**Текст для чтения**
Молостова, которая Киеву оказалась «не нужна», поставила на закате своих лет в Санкт-Петербурге и «Катерину Измайлову», и «Псковитянку», и «Мазепу». Кто-то из критиков, помнится, тогда точно сформулировал качество тех ее работ – «академично, прочно, добротно». И, сам того не подозревая определил «три кита», которые и подпирали театральный материк Ирины Александровны.

Ее академизм (в самых разных спектаклях) никогда не был зацикленностью на чем-то архаичном. На том подходе, о котором тревожно писал еще В.Немирович-Данченко – «гибель театральных традиций заключается в том, что они превращаются в простую копию…». А она всегда была далека от «копировальных технологий». И прекрасно понимала, что воспроизведением давних (исторических) мизансцен или интонаций никогда не добьешься внутренней жизни спектакля. Ныне модное поветрие «ремейк» ее и пугало, и смешило. Она всегда искала – и в опере, и в драме – звучание чистое, новое, свежее – при этом любя автора. У нее — так или иначе — прозу жизни побеждали поэзия музыки и поэзия слова. Ее «Вишневый сад» в Русской драме – постановка совсем не резкая, не авангардная, а щемяще-пастельная (во многом благодаря «кружевам» художника Даниила Лидера). У нее и тогда, и никогда не было резких режиссерских жестов по отношению к текстам. А все же ощущалось особенное режиссерское прочтение знаменитой пьесы – прочтение с лирическим и в то же время отчаянным горьким внутренним смыслом: почему же эти хорошие, добрые и милые люди (а этих людей играли, на минутку, Роговцева, Кадочникова, Бакштаев) столь несчастны и столь неприкаянны? Я видел этот спектакль уже в состоянии «полураспада» – ого-го, как далеко было со дня премьеры. Но актеры не халтурили и не паясничали. Какой-то правильной режиссерской «отверткой» она завинтила эти «актерские шурупы». Ибо прочность – отличительная черта ее мастерства и ее человеческой сущности.

Не о многих людях в театре отечественном (и в театре вообще) можно без обиняков сказать «такого-то обожают все!». А ее любили, обожали. Даже те, кто ставили ей подножки, все равно любили ее, но по-своему. И причем совершенно «бескорыстно» (на что она, собственно, могла влиять в те годы, не имея никаких всесильных должностей?). С нею и в фойе, и на улице можно было запросто обсудить любую киевскую премьеру – ведь она смотрела все! Абсолютно все! Не было такого спектакля в столице, чтобы она о нем не слышала или не посмотрела. Кто сегодня из худруков или даже просто очередных режиссеров-сменщиков ходит на премьеры друг к другу? Кто-то вообще куда-нибудь ходит? Или уже шеи у них «прогнулись» под бременем наградных кучмо-ющенковских цацек и просто нет сил поднять глаза на афишу «соседнего» театра?

**Исходные данные**

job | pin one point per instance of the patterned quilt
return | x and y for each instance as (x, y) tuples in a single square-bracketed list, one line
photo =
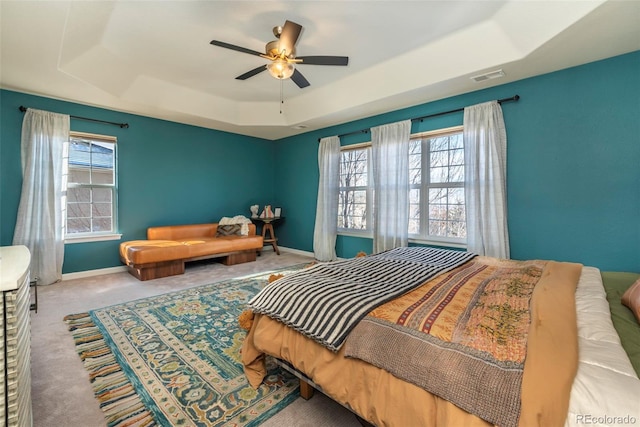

**Задания**
(1) Назовите все постановки, которые Молостова, согласно тексту о ней, осуществила в Санкт-Петербурге.
(2) Перепишите фрагмент текста о Молостовой от слов «Молостова, которая Киеву» до слов «материк Ирины Александровны.» включительно, подставив «рецензентов» вместо «критиков».
Приведенные строки представляют собой самостоятельный материал.

**Ответы к заданиям**
(1) «Катерина Измайлова», «Псковитянка», «Мазепа»

(2)
Молостова, которая Киеву оказалась «не нужна», поставила на закате своих лет в Санкт-Петербурге и «Катерину Измайлову», и «Псковитянку», и «Мазепу». Кто-то из рецензентов, помнится, тогда точно сформулировал качество тех ее работ – «академично, прочно, добротно». И, сам того не подозревая определил «три кита», которые и подпирали театральный материк Ирины Александровны.